The records:
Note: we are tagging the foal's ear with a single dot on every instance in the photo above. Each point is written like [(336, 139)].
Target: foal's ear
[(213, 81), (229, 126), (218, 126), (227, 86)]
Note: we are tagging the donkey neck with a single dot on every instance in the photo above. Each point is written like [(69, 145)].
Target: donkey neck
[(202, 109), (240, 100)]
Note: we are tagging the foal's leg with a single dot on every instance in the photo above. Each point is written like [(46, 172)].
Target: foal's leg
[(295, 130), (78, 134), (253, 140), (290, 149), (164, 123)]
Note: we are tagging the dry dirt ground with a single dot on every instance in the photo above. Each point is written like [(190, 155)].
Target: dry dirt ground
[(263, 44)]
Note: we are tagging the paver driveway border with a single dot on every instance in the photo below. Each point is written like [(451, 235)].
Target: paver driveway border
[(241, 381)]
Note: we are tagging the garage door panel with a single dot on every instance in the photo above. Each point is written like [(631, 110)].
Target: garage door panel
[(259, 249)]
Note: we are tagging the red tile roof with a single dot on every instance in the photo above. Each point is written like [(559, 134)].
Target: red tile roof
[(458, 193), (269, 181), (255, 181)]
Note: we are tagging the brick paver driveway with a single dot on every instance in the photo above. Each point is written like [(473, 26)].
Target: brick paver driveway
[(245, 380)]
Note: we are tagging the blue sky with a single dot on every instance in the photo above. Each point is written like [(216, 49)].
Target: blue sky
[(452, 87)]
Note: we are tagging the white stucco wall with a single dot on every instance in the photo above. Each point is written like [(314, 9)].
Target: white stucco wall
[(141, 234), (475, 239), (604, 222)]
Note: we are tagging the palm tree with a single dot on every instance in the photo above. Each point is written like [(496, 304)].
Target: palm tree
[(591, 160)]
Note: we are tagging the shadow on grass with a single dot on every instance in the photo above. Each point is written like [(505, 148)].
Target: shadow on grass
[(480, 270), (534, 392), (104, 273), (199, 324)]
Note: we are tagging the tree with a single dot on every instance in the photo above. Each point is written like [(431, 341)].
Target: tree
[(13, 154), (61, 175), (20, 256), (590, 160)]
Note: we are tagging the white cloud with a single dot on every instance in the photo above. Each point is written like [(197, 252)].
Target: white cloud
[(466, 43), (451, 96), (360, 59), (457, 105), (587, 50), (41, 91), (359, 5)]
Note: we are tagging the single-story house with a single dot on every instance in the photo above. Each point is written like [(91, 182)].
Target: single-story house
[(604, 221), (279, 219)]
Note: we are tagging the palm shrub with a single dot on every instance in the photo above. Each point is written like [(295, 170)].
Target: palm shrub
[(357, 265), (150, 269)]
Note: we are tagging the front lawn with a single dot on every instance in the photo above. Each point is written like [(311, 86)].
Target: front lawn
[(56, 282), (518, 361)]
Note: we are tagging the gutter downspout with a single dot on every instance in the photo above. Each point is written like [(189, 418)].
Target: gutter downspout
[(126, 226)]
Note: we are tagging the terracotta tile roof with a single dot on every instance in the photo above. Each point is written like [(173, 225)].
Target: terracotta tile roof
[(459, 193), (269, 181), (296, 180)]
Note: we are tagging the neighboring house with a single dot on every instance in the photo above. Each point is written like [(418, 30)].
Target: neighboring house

How to complete this task:
Set down the lines above exactly as written. Begin at the line containing "Target: terracotta tile roof" and stop after the last line.

Response for this exercise:
Target: terracotta tile roof
[(459, 193), (269, 181), (296, 180)]
Note: we are tagging the neighboring house with a single dot on every instance in the photo above. Each point is written like [(418, 30)].
Target: neighboring house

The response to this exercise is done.